- **Work to be completed**
Below are the records. Restate word for word every line from the one that contains "Exercise. Mark the hvac" through the final line, both included.

______________________________

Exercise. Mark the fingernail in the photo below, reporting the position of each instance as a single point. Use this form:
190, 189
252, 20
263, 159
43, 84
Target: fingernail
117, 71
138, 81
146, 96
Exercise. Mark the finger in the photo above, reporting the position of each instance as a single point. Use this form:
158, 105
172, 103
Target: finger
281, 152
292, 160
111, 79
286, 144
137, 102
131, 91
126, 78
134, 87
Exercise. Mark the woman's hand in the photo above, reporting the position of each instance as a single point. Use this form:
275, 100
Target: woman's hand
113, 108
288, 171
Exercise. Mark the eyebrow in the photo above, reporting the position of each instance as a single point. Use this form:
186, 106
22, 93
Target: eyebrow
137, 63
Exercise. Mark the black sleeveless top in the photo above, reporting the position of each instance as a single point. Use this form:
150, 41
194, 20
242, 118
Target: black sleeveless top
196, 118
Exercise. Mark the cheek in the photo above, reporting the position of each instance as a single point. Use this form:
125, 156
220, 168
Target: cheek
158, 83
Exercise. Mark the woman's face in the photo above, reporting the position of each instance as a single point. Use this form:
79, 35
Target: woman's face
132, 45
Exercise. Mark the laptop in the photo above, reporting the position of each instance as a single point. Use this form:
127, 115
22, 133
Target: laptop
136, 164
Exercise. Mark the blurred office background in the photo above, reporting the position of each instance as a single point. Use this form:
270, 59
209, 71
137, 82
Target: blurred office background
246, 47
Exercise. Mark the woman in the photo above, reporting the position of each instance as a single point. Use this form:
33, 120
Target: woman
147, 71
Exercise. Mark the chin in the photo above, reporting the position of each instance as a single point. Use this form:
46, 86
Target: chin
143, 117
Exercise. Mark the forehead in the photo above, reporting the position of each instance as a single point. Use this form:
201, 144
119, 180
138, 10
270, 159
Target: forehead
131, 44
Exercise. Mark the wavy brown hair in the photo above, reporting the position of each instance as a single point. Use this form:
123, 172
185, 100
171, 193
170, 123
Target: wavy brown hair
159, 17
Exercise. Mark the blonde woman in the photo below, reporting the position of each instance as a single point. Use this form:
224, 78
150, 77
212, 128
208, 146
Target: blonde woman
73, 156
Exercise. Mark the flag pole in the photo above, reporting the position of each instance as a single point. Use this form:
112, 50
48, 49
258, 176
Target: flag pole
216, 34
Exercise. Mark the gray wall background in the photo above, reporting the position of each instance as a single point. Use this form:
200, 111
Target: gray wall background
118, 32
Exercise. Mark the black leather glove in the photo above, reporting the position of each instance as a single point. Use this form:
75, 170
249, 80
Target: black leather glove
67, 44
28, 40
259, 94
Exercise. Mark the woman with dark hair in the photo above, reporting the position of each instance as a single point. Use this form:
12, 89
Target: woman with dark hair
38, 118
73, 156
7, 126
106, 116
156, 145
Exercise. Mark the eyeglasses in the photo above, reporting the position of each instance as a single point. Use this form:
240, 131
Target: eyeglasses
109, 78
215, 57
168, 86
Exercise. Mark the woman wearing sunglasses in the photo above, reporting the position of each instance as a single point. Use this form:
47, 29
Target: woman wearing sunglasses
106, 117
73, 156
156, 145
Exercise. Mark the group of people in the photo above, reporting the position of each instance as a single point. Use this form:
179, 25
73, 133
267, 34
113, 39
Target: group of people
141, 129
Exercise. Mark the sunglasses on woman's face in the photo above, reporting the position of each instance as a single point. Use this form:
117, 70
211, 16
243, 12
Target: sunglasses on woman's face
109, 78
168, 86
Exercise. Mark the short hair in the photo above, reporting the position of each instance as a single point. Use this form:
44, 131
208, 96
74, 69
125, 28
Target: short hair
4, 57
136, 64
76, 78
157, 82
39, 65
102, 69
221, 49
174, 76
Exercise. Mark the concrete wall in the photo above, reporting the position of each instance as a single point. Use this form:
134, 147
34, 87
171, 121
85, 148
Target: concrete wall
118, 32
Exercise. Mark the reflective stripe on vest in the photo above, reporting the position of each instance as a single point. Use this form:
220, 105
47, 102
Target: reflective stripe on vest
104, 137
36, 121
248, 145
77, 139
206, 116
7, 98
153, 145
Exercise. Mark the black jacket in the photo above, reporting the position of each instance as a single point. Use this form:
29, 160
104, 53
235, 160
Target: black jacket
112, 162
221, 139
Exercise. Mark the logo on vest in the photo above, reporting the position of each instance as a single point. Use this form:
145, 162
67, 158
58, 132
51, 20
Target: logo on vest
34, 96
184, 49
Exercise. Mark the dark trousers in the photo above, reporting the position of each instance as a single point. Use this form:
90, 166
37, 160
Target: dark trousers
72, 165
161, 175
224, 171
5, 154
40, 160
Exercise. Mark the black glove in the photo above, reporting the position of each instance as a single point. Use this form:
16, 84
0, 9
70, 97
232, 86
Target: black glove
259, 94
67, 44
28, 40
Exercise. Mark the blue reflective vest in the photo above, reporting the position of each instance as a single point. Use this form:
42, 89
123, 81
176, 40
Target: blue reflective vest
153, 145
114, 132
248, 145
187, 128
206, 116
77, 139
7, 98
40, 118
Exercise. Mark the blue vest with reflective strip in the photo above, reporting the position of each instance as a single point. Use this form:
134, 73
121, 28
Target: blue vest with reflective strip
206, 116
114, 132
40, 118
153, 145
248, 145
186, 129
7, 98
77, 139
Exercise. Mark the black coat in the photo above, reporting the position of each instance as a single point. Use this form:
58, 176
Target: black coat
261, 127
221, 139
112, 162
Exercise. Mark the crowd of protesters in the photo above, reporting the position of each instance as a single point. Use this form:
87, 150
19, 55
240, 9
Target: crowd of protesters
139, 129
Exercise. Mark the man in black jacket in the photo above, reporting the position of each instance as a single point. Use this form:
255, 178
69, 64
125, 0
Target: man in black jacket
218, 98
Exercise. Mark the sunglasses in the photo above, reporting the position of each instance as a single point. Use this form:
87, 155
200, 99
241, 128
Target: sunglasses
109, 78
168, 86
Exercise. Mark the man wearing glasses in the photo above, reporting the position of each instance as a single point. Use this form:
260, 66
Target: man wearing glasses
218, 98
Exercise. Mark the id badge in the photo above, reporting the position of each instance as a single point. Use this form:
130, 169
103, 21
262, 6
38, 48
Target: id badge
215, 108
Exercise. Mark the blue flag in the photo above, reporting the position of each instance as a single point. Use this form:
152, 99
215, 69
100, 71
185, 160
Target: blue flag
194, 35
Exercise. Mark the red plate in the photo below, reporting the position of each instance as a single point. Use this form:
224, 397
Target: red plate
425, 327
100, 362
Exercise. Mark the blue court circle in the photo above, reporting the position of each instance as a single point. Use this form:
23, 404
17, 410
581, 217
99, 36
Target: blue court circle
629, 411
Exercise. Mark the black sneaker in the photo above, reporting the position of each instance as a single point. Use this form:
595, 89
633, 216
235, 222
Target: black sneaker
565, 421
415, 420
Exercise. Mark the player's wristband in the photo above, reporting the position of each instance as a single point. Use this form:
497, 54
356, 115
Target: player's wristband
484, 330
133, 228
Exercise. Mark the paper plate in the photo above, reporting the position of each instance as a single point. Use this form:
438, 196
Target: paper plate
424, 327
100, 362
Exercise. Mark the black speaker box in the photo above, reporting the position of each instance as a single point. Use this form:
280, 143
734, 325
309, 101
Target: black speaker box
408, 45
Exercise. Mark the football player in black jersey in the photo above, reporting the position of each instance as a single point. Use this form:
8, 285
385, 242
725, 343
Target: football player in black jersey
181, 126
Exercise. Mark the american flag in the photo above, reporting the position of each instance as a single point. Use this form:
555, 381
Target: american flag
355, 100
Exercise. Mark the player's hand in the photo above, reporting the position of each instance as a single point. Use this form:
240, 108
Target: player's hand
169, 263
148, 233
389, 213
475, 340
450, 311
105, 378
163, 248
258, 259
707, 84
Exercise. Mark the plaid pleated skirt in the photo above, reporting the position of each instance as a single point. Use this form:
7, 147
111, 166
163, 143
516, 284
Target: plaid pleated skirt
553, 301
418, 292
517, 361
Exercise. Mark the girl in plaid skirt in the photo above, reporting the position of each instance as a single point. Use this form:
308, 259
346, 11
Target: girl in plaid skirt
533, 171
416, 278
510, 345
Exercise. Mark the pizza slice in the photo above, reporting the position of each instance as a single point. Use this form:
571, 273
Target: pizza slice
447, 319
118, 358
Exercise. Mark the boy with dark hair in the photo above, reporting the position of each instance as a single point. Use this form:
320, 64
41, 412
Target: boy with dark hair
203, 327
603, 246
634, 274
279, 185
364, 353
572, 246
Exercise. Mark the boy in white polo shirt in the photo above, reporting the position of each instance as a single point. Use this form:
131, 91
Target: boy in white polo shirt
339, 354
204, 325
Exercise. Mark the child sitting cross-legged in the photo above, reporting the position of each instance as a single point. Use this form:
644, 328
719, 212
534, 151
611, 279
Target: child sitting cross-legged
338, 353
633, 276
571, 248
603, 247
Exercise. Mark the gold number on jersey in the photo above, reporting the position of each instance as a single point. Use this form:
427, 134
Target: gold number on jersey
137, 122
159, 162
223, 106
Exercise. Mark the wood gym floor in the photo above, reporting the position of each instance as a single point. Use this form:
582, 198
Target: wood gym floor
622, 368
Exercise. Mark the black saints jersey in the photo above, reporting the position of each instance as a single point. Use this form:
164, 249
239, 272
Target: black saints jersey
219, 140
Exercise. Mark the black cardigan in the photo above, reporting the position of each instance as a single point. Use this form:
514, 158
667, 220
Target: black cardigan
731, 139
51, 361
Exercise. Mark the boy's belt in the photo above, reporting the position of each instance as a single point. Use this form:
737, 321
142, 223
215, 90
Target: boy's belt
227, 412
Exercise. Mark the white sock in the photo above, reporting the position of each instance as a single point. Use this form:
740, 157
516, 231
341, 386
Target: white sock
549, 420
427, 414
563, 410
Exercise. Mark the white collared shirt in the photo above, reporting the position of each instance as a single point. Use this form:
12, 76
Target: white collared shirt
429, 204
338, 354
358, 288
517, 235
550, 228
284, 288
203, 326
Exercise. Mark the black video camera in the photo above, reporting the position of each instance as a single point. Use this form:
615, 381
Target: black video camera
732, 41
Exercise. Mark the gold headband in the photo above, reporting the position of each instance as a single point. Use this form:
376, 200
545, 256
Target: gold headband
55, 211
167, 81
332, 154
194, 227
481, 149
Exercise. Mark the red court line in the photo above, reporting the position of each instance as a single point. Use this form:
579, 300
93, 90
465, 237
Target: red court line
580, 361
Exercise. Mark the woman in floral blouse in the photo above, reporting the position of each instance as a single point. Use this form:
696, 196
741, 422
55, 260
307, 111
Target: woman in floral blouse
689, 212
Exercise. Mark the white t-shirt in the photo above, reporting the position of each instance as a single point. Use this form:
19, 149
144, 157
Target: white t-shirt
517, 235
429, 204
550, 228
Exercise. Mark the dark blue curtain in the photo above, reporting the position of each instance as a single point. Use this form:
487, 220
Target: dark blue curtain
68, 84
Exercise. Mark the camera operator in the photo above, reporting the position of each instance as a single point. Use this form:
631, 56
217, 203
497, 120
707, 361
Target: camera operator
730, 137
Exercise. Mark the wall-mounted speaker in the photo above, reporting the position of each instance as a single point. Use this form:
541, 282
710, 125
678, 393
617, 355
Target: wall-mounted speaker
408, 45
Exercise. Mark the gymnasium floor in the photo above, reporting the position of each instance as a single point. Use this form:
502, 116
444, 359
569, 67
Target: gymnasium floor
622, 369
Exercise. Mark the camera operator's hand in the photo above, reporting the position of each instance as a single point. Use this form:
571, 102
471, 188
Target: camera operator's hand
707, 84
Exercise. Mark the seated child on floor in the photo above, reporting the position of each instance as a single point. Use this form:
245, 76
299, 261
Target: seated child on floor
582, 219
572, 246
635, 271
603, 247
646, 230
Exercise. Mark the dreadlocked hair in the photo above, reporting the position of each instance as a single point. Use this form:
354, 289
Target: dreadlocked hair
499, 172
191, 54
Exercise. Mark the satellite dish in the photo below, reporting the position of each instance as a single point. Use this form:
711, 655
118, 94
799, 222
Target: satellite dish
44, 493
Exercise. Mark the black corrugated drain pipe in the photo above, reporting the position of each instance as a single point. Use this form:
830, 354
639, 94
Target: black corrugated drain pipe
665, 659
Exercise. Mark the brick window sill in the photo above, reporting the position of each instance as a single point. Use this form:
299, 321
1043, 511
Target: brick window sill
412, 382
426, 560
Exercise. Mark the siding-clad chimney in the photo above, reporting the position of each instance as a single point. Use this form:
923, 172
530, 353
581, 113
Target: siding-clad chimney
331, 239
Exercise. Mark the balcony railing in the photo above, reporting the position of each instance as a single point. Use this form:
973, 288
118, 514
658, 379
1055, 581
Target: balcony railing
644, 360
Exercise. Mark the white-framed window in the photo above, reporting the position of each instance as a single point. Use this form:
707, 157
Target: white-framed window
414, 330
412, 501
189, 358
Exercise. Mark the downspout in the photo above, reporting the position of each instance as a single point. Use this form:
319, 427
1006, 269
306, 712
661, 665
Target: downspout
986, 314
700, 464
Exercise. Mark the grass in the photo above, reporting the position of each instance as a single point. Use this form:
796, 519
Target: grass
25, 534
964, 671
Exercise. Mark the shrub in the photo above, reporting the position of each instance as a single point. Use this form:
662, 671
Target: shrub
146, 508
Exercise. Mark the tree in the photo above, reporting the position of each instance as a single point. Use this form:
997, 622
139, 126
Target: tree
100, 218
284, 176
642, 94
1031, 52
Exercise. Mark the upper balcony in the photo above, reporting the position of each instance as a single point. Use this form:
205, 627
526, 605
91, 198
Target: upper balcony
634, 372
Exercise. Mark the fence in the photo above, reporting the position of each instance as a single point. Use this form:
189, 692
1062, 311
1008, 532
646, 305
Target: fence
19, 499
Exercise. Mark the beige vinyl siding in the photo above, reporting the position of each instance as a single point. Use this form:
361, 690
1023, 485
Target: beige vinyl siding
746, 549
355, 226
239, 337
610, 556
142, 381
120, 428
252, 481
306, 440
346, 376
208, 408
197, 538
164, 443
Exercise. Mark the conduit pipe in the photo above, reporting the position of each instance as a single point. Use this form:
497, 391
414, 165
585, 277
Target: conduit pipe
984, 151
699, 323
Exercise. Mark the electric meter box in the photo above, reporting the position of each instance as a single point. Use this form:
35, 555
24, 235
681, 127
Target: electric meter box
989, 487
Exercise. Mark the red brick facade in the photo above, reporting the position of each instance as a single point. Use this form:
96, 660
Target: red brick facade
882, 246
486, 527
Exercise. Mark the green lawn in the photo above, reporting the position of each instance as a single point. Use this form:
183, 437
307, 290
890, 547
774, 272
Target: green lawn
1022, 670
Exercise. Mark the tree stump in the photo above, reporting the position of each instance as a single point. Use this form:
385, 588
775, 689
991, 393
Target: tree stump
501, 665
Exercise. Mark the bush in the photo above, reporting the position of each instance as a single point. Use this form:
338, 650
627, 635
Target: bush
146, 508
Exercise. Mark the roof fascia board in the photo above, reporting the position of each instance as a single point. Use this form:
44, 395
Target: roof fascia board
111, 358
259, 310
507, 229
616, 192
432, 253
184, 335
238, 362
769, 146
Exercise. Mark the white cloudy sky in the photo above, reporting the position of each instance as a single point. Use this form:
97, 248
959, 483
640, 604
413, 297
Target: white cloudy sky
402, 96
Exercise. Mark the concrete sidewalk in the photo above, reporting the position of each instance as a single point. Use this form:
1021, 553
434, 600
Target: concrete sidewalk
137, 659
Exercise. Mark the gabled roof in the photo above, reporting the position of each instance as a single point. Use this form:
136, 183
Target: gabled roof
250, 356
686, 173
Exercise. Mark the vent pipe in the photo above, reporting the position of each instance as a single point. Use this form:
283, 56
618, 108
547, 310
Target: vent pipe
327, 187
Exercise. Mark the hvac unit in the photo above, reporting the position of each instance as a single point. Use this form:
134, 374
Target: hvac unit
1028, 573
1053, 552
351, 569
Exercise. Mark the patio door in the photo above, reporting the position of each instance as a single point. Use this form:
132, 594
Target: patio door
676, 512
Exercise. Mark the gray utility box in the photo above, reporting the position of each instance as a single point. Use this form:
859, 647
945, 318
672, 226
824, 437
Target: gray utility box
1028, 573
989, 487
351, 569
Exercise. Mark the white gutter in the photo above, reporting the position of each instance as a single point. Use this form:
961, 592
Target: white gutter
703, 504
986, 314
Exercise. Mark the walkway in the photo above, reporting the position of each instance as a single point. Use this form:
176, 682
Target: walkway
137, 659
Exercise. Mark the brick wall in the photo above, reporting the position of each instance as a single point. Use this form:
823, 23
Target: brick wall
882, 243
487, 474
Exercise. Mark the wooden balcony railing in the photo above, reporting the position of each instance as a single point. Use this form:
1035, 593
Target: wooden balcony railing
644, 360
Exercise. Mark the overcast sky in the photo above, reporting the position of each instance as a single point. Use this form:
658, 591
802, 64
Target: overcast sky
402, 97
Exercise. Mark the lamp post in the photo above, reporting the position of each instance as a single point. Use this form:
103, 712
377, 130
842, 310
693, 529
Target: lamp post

______________________________

- **Result**
Exercise. Mark the hvac unit in the photo above, reporting the position of each instance as a single point. Use this form:
134, 374
Target: hvac unit
1028, 573
1053, 552
351, 569
Exercise. Mark the patio door in the photo above, reporting the position of each instance as a single point. Use this form:
132, 594
Target: patio door
676, 512
Exercise. Mark the gray utility box in the photo above, reporting the position of each instance as a single point. Use this form:
859, 647
945, 318
672, 226
824, 437
Target: gray utility box
1028, 573
989, 487
351, 569
Exercise. Mark the white gutter in the photo above, reporting the position of each instance as a single point. Use this form:
961, 592
Target: white gutter
703, 504
986, 314
Exercise. Mark the walkway in the photo above, reporting the position of each instance as a single point. Use this form:
176, 682
Target: walkway
137, 659
Exercise. Mark the brick wall in the photo above, reporting the position of each instance as a single point. Use this form:
823, 23
Target: brick wall
882, 243
487, 474
Exercise. Mark the wooden balcony railing in the photo above, reporting the position of each instance as a single point. Use this form:
1035, 593
Target: wooden balcony railing
644, 360
Exercise. Mark the overcast sky in the photo above, reporting the position of each instance as a single point. Use this form:
658, 591
802, 64
Target: overcast sky
402, 97
Exercise. Mark the lamp post in the photo above, reporting the position of each instance as a single point. Use this form:
103, 712
377, 130
842, 310
693, 529
Target: lamp post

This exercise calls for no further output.